* [PAGE EXCERPT]:
Sex, Missions, and Listening to God {book recommendations for you}

by Elizabeth

This spring I read three of the best books I’ve ever read. One in particular I couldn’t stop talking about for weeks – but it wasn’t the sex book! I had to start with that word, though, because I knew it would grab your attention. 

Up first, the best book on missions EVER: The 3D Gospel: Ministry in Guilt, Shame, and Fear Cultures by Jayson Georges.

When Christine Paterson of FieldPartner recommended the book and mentioned that it was only $3.99 on Kindle, I figured I’d give it a try. I intuitively knew that American culture held more than just a guilt/innocence worldview and that shame/honor and fear/power comes into our thinking as well, and I was eager to learn the specifics of each worldview.

What I didn’t expect was for the book to so thoroughly rewrite my understanding of culture. I underlined nearly the entire book. At only 80 pages in paperback, there’s no fluff here. Every word seems essential, and every sentence sheds light on world cultures and their differing assumptions and thinking processes. I began to understand shame/honor and fear/power cultures more fully, and I began to see how the Bible beautifully addresses all three cultural concerns (guilt, shame, and fear). 

Once my eyes were opened to this, I even began to see these three concerns addressed in most of our worship songs. In Western cultures we tend to tell the gospel story only through a guilt-innocence lens, and while that’s not wrong, it is incomplete. We look to God for help with our problems regarding fear and shame, but we don’t tend to bring these perspectives into our telling of the Gospel story, and this hinders our spiritual growth. 

Thankfully, we can offer people a more three-dimensional gospel, one that has the power to redeem their day-to-day struggles with fear and shame, whether in our passport culture or a host culture. God knows the human heart and has offered a solution for all our problems in Jesus Christ. 

This book made me fall in love with God all over again.

Next up, the best book I’ve read in a long time about listening to God: How to Walk into a Room: The Art of Knowing When to Stay and When to Walk Away by Emily P. Freeman

I remember resonating so deeply with Emily’s podcast episode, “How to Walk Out of a Room,” a couple years ago. The episode was mercifully devoid of details so that her principles could apply to all sorts of situations. When I heard she was writing a book based on that episode, I knew I would want to read it.

Emily is a spiritual director and has a master’s degree in spiritual formation, and she has a way of walking with people in discernment that is quiet and calm. She offers a “non-anxious presence,” as they say in spiritual direction circles. (Full disclosure: I’ve been meeting monthly with a spiritual director for about the past year, and it’s been a huge part of drawing my heart back into conversation with God after some dry, lonely years.)

* [ITEMS]:
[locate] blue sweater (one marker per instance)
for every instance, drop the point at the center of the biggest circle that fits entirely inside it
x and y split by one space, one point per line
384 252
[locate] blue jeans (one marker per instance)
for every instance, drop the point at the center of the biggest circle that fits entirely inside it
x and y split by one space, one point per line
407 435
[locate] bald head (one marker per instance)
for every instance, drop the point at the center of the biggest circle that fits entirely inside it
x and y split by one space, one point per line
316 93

* [AIM OF THE EXERCISE]: Condense the paragraph of the book recommendations post that begins "What I didn't expect" into four short bullet points that keep its main facts.

* [EXERCISE RESULT]:
- The book unexpectedly rewrote my understanding of culture, and I underlined nearly all of it.
- At only 80 pages in paperback, it has no fluff; every word seems essential.
- Every sentence sheds light on world cultures and their differing assumptions and thinking.
- I came to understand shame/honor and fear/power cultures more fully and saw how the Bible addresses guilt, shame, and fear.